» **WRITTEN REQUEST 1**
Rewrite the part of the drama page that begins at the words "The Silver Chamber of Sorrows (Traditional" and stops after "from his family.", putting "grant" in place of "loan".

» **PAGE TEXT**

- 銀樓金粉
- Genre: Costume Drama
- Written by: Lau Choi Wan Law Chung Yiu
- Starring: Nancy Sit Paul Chun Rebecca Chan Christine Ng Nancy Wu Ng Wai Kwok
- Opening theme: "認命" by Ivana Wong
- Country of origin: Hong Kong
- Original language: Cantonese
- No. of episodes: 21

Production
- Producer: Terry Tong
- Running time: 45 minutes (approx.)

Original release
- Network: TVB
- Release: April 28 – May 23, 2008

= The Silver Chamber of Sorrows =

The Silver Chamber of Sorrows (Traditional Chinese: 銀樓金粉) is a TVB period drama series broadcast in April 2008. It stars Nancy Sit, Paul Chun, Rebecca Chan, Christine Ng, Nancy Wu and Ng Wai Kwok.

==Synopsis==
A rich family is ruled by lust
A hymn is mourned over by feuds
Sheung's Silver Chamber, the largest jewel company in Foshan, Guangdong, is facing serious financial difficulties. In order to obtain a loan from Shum’s family, Sheung Hang (Paul Chun), owner of the Chamber, together with his primary wife, Choi Siu-Tip (Nancy Sit), plot to arrange marriage between Sheung Wan (Ng Wai Kwok), Hang’s younger brother, and Shum Wing-Tung (Winnie Young), daughter of Shum’s family. Fueled by hatred, Ching Sau-Hang (Christine Ng), Wan’s lover, marries Hang and ironically becomes Wan’s sister-in-law. Wan falls out with Hang, and opts to live abroad and disconnects from his family.

After leaving home for years, Wan does not return home until the occasion to celebrate his father’s birthday. Unfortunately on the night before the occasion, Sheung Shai Jo, the only son of Hang, steals his grandfather's present for his greed and as a result causes his grandfather to agitate and pass away while his mother pushed the blame to Hang, Wan and Sau-Hang. As a result, all the evil deeds and secrets of the family are revealed one by one as the dark age of the family approaches...

(Point-based annotation data)
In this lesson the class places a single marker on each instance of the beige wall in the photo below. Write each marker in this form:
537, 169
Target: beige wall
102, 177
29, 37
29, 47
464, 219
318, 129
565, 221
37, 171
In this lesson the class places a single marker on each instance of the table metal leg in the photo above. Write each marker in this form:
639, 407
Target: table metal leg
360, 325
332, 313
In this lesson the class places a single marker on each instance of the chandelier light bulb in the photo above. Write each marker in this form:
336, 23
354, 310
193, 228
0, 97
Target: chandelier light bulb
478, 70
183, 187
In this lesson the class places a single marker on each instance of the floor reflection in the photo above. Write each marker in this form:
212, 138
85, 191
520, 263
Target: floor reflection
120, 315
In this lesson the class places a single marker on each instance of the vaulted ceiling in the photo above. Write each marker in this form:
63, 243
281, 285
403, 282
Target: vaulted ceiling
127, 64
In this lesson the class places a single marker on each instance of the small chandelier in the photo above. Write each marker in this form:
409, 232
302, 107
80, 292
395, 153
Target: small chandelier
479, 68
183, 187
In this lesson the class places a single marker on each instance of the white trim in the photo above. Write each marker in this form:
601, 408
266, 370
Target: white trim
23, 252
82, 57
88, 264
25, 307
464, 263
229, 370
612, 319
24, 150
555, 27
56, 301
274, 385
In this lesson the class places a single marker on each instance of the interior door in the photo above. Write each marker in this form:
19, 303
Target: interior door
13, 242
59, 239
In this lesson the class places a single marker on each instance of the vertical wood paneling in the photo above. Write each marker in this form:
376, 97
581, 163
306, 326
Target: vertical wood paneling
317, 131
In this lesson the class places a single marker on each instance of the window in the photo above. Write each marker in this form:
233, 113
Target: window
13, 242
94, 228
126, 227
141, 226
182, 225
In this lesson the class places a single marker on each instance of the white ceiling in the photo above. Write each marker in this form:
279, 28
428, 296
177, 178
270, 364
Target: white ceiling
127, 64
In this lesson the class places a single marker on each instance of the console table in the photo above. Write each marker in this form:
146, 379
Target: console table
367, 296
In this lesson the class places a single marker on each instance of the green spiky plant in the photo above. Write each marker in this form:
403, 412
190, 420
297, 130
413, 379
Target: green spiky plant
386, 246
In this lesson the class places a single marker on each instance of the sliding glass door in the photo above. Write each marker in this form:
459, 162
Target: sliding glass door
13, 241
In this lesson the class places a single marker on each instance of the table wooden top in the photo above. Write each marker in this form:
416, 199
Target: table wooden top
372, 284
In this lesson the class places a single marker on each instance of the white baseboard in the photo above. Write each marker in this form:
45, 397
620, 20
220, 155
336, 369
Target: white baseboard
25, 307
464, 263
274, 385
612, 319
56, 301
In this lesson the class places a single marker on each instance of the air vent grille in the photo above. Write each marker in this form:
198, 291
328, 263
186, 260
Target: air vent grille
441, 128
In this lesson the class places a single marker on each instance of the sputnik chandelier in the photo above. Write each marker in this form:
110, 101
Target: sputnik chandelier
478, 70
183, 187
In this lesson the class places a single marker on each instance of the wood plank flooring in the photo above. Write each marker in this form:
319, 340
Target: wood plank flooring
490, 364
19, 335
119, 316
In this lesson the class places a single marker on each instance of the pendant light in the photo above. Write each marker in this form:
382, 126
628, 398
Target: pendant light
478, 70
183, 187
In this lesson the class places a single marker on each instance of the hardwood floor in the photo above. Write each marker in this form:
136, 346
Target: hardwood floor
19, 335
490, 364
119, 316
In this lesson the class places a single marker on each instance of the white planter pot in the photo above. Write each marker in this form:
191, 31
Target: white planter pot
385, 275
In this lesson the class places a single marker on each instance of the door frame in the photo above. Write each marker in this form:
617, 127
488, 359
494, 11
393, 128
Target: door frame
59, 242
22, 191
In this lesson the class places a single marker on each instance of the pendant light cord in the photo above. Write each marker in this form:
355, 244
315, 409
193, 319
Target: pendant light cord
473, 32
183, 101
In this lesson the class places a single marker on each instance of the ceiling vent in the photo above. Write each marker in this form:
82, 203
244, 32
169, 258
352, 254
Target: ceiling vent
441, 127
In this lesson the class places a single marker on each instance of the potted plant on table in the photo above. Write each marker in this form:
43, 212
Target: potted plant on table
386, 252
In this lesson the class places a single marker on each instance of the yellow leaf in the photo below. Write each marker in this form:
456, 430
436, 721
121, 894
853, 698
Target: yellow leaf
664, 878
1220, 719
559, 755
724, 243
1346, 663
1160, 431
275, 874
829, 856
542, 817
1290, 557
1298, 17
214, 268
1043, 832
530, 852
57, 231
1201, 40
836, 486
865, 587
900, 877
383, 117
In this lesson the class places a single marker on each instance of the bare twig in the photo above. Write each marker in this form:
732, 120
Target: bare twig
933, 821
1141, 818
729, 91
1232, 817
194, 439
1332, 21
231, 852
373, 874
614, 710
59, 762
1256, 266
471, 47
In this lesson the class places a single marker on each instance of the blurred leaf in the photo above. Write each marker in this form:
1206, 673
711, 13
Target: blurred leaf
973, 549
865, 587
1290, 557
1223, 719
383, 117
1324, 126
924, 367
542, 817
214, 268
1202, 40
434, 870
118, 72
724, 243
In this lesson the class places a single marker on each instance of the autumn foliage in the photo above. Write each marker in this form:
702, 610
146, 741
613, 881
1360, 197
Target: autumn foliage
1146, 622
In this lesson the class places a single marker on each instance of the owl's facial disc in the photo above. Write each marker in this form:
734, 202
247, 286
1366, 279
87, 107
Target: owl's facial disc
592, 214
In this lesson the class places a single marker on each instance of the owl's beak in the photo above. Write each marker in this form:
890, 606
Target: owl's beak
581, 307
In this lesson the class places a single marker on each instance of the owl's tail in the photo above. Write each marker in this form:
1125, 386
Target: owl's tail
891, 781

» **WRITTEN REQUEST 2**
Pull out every line of the records that contains the string "green".

» **FULL SOLUTION 1**
The Silver Chamber of Sorrows (Traditional Chinese: 銀樓金粉) is a TVB period drama series broadcast in April 2008. It stars Nancy Sit, Paul Chun, Rebecca Chan, Christine Ng, Nancy Wu and Ng Wai Kwok.

==Synopsis==
A rich family is ruled by lust
A hymn is mourned over by feuds
Sheung's Silver Chamber, the largest jewel company in Foshan, Guangdong, is facing serious financial difficulties. In order to obtain a grant from Shum’s family, Sheung Hang (Paul Chun), owner of the Chamber, together with his primary wife, Choi Siu-Tip (Nancy Sit), plot to arrange marriage between Sheung Wan (Ng Wai Kwok), Hang’s younger brother, and Shum Wing-Tung (Winnie Young), daughter of Shum’s family. Fueled by hatred, Ching Sau-Hang (Christine Ng), Wan’s lover, marries Hang and ironically becomes Wan’s sister-in-law. Wan falls out with Hang, and opts to live abroad and disconnects from his family.

» **FULL SOLUTION 2**
In this lesson the class places a single marker on each instance of the green spiky plant in the photo above. Write each marker in this form:
Target: green spiky plant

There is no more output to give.